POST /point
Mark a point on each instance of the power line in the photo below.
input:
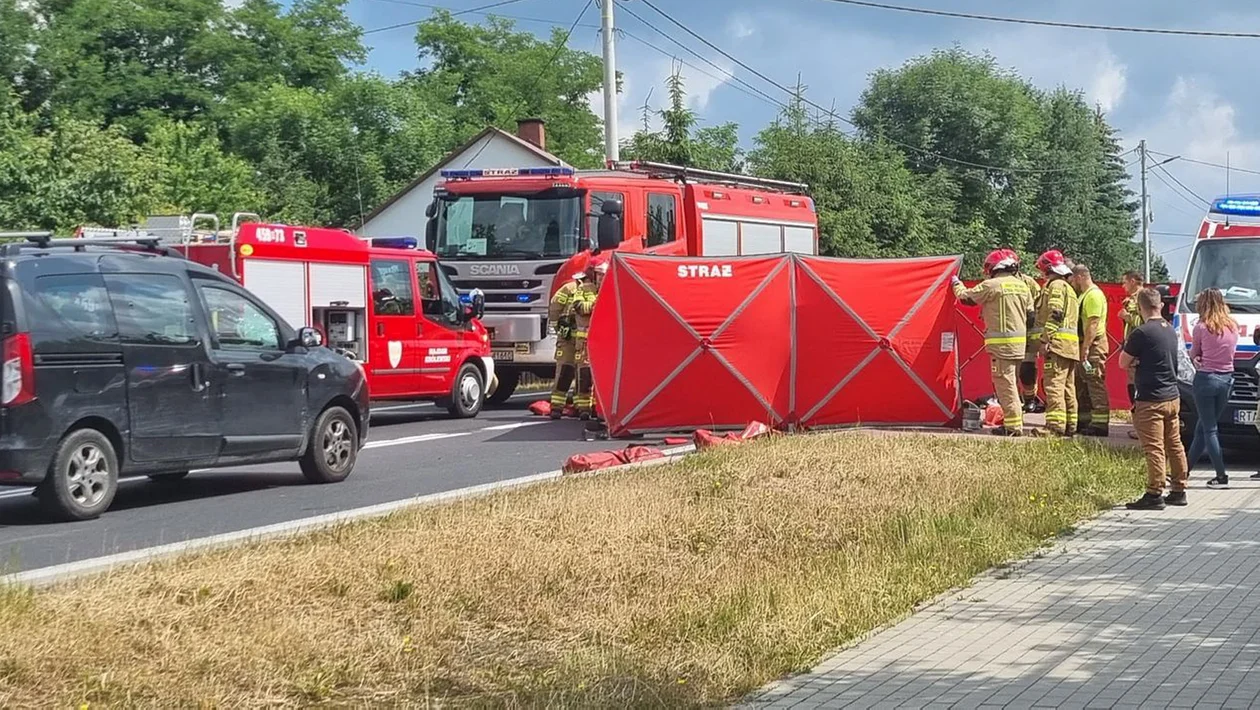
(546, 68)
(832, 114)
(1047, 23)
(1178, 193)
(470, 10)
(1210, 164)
----
### [Gestellte Aufgabe]
Gib die obigen Datensätze vollständig und Zeile für Zeile unverändert wieder, lass dabei aber die Bilder weg.

### [Schriftliche Lösung]
POST /point
Mark a point on each instance of the power line in the photo below.
input:
(546, 68)
(832, 114)
(1047, 23)
(1178, 193)
(470, 10)
(1210, 164)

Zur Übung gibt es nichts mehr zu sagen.